Assignment: Without the pictures, restate all of the data below word for word.

━━ Source records

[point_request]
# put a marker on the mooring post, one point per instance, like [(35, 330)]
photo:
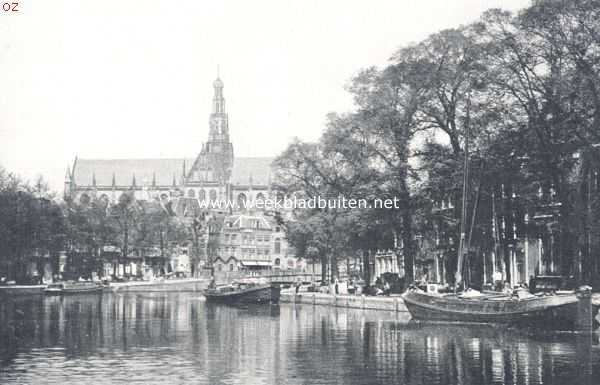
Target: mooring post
[(584, 320)]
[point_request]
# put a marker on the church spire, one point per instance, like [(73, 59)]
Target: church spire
[(218, 99)]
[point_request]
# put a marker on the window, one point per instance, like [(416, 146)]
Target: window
[(277, 246), (84, 199), (241, 200)]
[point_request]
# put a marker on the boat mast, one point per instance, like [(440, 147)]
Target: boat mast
[(463, 218)]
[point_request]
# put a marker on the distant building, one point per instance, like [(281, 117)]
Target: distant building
[(213, 174), (248, 241)]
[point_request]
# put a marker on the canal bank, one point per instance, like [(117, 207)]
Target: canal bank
[(184, 285)]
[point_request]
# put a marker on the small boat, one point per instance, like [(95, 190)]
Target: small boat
[(21, 290), (244, 293), (557, 311), (73, 287)]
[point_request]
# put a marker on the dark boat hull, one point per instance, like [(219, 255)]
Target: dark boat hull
[(21, 290), (552, 312), (96, 289), (259, 294)]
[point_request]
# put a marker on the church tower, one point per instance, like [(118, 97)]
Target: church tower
[(215, 161)]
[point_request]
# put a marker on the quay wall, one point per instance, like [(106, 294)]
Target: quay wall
[(393, 304), (168, 285)]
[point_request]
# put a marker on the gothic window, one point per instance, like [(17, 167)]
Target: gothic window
[(104, 199), (277, 246), (84, 199)]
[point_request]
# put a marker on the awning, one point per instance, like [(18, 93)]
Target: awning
[(256, 263)]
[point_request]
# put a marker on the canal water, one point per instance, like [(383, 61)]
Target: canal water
[(180, 339)]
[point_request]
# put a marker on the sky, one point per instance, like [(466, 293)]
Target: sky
[(133, 79)]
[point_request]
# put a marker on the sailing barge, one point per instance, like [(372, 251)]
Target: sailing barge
[(568, 311), (244, 293), (73, 287)]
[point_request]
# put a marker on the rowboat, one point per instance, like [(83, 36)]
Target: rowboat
[(244, 293), (563, 311), (21, 290), (73, 287)]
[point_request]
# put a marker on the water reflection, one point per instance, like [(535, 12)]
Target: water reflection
[(179, 338)]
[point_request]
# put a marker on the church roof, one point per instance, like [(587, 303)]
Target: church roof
[(257, 168), (161, 170)]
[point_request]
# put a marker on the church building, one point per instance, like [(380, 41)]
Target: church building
[(216, 175), (213, 174)]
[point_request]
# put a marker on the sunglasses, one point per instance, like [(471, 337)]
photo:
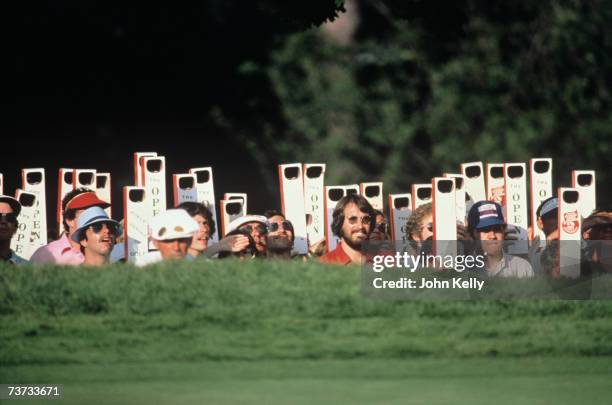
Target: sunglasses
[(262, 229), (274, 226), (10, 218), (365, 220), (113, 229), (383, 227), (493, 228)]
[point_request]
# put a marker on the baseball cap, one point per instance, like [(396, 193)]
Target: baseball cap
[(245, 219), (90, 216), (86, 200), (484, 214), (547, 206), (173, 224), (13, 202)]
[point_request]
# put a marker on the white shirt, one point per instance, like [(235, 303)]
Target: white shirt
[(511, 266)]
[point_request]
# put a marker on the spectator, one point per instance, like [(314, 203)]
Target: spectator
[(381, 227), (487, 225), (420, 224), (255, 227), (9, 211), (206, 226), (66, 251), (353, 218), (97, 234), (280, 236), (597, 230), (547, 222), (172, 233)]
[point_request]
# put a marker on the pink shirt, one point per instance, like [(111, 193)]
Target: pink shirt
[(58, 252)]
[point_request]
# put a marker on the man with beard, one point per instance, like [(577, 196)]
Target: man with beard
[(96, 233), (255, 227), (9, 211), (487, 225), (597, 231), (280, 236), (200, 246), (352, 223), (65, 251)]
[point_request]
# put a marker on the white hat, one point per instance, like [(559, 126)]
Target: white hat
[(245, 219), (172, 224)]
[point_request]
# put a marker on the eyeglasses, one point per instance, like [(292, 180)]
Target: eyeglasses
[(274, 226), (262, 229), (113, 229), (365, 220), (10, 218)]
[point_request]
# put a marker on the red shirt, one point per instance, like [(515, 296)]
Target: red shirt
[(336, 256)]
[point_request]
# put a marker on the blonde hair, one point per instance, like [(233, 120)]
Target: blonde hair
[(414, 222)]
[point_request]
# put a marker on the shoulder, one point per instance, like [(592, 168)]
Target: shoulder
[(45, 253)]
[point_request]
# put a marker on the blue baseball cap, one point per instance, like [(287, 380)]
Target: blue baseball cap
[(90, 216), (484, 214)]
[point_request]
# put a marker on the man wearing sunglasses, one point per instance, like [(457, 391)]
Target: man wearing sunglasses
[(9, 211), (487, 225), (352, 222), (255, 227), (280, 236), (66, 251), (96, 233)]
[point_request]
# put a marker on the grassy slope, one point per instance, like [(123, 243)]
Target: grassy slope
[(235, 332)]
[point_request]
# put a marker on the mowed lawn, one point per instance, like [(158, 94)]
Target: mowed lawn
[(300, 333)]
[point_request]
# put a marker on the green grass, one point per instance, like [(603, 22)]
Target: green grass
[(232, 332)]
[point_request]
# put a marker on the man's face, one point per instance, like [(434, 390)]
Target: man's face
[(173, 249), (200, 238), (491, 239), (425, 229), (282, 236), (379, 232), (8, 222), (356, 226), (100, 238), (549, 222), (257, 231), (72, 227)]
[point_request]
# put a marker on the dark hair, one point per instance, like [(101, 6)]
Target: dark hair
[(71, 213), (338, 213), (272, 213), (194, 208)]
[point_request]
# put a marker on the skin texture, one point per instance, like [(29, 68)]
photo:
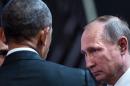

━━━━

Solution for this exercise:
[point_request]
# put a marker on the mooring post, one point per instance, like [(35, 330)]
photo:
Target: mooring post
[(584, 320)]
[point_request]
# put a marker on the church spire, one point per instance, like [(73, 59)]
Target: church spire
[(218, 99)]
[point_request]
# put a marker on the window, one point per instance, like [(416, 146)]
Target: window
[(277, 246), (84, 199), (241, 200)]
[point_request]
# put a marker on the boat mast, one point per instance, like [(440, 147)]
Target: boat mast
[(463, 218)]
[point_request]
# put a marker on the distant building, one point per instance, like [(281, 117)]
Target: distant building
[(213, 174), (248, 241)]
[point_request]
# put a marker on the canal bank, one point per instance, like [(117, 207)]
Target: canal bank
[(184, 285)]
[point_request]
# put a marker on the small boat, one point per instance, like [(95, 190)]
Target: small boat
[(21, 290), (244, 293), (557, 311), (73, 287)]
[point_request]
# put a marker on the dark boat hull, one point per instance, like [(219, 255)]
Target: dark boat hull
[(21, 290), (552, 312), (96, 289), (259, 294)]
[point_request]
# put a marker on the church tower, one point per instance, like [(118, 97)]
Target: church tower
[(215, 161)]
[point_request]
# put a marker on the quay wall, one point per instance, like [(106, 294)]
Target: quay wall
[(393, 304), (168, 285)]
[point_request]
# put a marker on the gothic window, one point per instance, like [(17, 167)]
Target: gothic window
[(104, 199), (277, 246), (84, 199)]
[point_request]
# put a marker on the awning, one point per instance, like [(18, 93)]
Target: awning
[(256, 263)]
[point_request]
# put a marker on the canal water, one point per instance, like [(383, 61)]
Target: canal water
[(180, 339)]
[point_request]
# put a marker on the sky, one point per instance, like [(466, 293)]
Target: sky
[(133, 79)]
[point_request]
# put a marker on the sailing barge, one point per instance, like [(372, 251)]
Target: sailing barge
[(568, 311), (244, 293), (73, 287)]
[point_request]
# put a marker on the rowboat, one point per instance, like [(83, 36)]
Target: rowboat
[(244, 293), (563, 311), (21, 290), (73, 287)]
[point_request]
# put a marker on the water reflection, one point per instance, like [(535, 12)]
Target: water reflection
[(179, 338)]
[point_request]
# put a marker on the church roof, one point per instance, like [(587, 303)]
Target: church roof
[(257, 168), (161, 170)]
[point_request]
# put a marker on the church building, one point per instance, like [(380, 41)]
Target: church building
[(216, 175), (213, 174)]
[point_request]
# put a marker on the sunglasses, one point per instance, like [(471, 337)]
photo:
Target: sunglasses
[(262, 229), (274, 226), (10, 218), (365, 220), (113, 229), (383, 227), (493, 228)]
[point_request]
# put a marker on the baseball cap, one point per instance, like [(396, 193)]
Target: baseball cap
[(245, 219), (90, 216), (86, 200), (484, 214), (547, 206), (173, 224), (13, 202)]
[point_request]
# put a marker on the white shirt, one point per instance, like [(235, 303)]
Target: white shirt
[(511, 266)]
[point_request]
# put a marker on the spectator, one point per instance, like [(314, 203)]
Target: spectator
[(381, 227), (487, 225), (420, 224), (255, 227), (9, 211), (206, 226), (66, 251), (353, 218), (97, 234), (280, 236), (597, 230), (547, 222), (172, 233)]
[point_request]
# put a marker on the pink shirt, one point per instance, like [(111, 193)]
Target: pink shirt
[(58, 252)]
[point_request]
# put a marker on the man with beard, one point per instance, like [(577, 196)]
Target: man with beard
[(96, 233), (255, 227), (9, 211), (487, 225), (597, 231), (280, 236), (200, 246), (352, 223), (65, 251)]
[point_request]
# put a marker on the white hat, one point per instance, like [(559, 126)]
Target: white hat
[(245, 219), (172, 224)]
[point_request]
# put a marker on the eyeglasses, one point per instance, like [(292, 180)]
Target: eyeglasses
[(274, 226), (262, 229), (113, 229), (365, 220), (10, 218)]
[point_request]
# put a marker on the red shirt, one point per instance, like [(515, 296)]
Target: red shirt
[(336, 256)]
[point_request]
# put a marker on the blonde hair, one point per instance, like [(233, 120)]
Target: blonde hair
[(414, 222)]
[point_request]
# put a marker on the shoulder, one point per instance, like [(592, 168)]
Target: shoulder
[(45, 253)]
[point_request]
# put a marker on the blue baseball cap, one point per instance, like [(287, 380)]
Target: blue baseball cap
[(90, 216), (484, 214)]
[point_request]
# put a marker on the man wearing sunglasses, one point per instance, like [(457, 391)]
Target: man wearing sunglasses
[(9, 211), (487, 225), (352, 222), (255, 227), (280, 236), (66, 251), (96, 233)]
[point_request]
# put a marker on the grassy slope, one point per instance, like [(123, 243)]
Target: grassy slope
[(235, 332)]
[point_request]
# put a marker on the mowed lawn, one point per instance, like [(158, 94)]
Target: mowed lawn
[(300, 333)]
[point_request]
# put a marker on the green grass, one point per instance, like [(603, 22)]
Target: green grass
[(232, 332)]
[point_request]
# put a marker on the man's face, one point per instance, like [(434, 390)]
Target: man's face
[(173, 249), (200, 238), (491, 239), (425, 229), (282, 236), (379, 232), (8, 222), (356, 226), (100, 238), (549, 222), (257, 231), (72, 227)]
[point_request]
# put a marker on the dark hair, one point per instance, like [(101, 6)]
Target: dark hair
[(71, 213), (338, 213), (272, 213), (194, 208)]
[point_request]
# put a marker on the skin texture, one point per instance, like [(29, 68)]
photo:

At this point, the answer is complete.